MAIL STOP 3720

February 17, 2006

Mr. Geoffrey Hamilton
Cliff Rock Resources Corp.
206 - 509 Howe Street
Vancouver, British Columbia
Canada V6C 2T5

   Re:	Cliff Rock Resources Corp.
   Registration Statement on Form SB-2
   Filed January 18, 2006
      File No. 333-131081


Dear Mr. Hamilton:

      We have reviewed your filing and have the following
comments.
Where indicated, we think you should revise your document in
response
to these comments.  If you disagree, we will consider your
explanation as to why our comment is inapplicable or a revision is
unnecessary.  Please be as detailed as necessary in your
explanation.
In some of our comments, we may ask you to provide us with
supplemental information so we may better understand your
disclosure.
After reviewing this information, we may or may not raise
additional
comments.

      Please understand that the purpose of our review process is
to
assist you in your compliance with the applicable disclosure
requirements and to enhance the overall disclosure in your filing.
We look forward to working with you in these respects.  We welcome
any questions you may have about our comments or on any other
aspect
of our review.  Feel free to call us at the telephone numbers
listed
at the end of this letter.

Cover Page
1. If applicable, please provide the dealer prospectus delivery
obligation on the outside back cover page.  See Item 502(b) of
Regulation S-B.




Table of Contents
2. You have included Items 24-28 in the Table of Contents.  Unless
you intend to deliver the information called for in Part II of the
registration statement along with the prospectus, please remove
these
items from the table.  The Table of Contents should be limited to
the
items required in Part I.
::::::::::
**Written task:** Revise the portion of the comment letter starting at "We have reviewed" and ending at "disclosure.", changing "explanation" to "justification" throughout. The material that comes next is separate from the comment letter.

**Source data:**
::::::::::
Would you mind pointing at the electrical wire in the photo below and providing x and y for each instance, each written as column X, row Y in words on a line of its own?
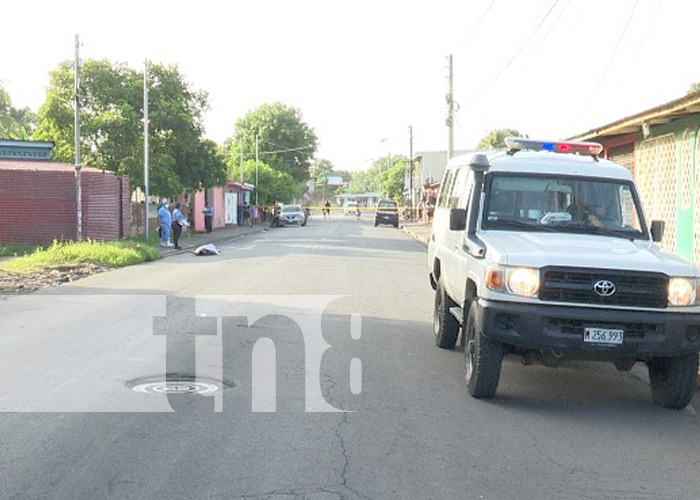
::::::::::
**Written solution:**
We have reviewed your filing and have the following
comments.
Where indicated, we think you should revise your document in
response
to these comments.  If you disagree, we will consider your
justification as to why our comment is inapplicable or a revision is
unnecessary.  Please be as detailed as necessary in your
justification.
In some of our comments, we may ask you to provide us with
supplemental information so we may better understand your
disclosure.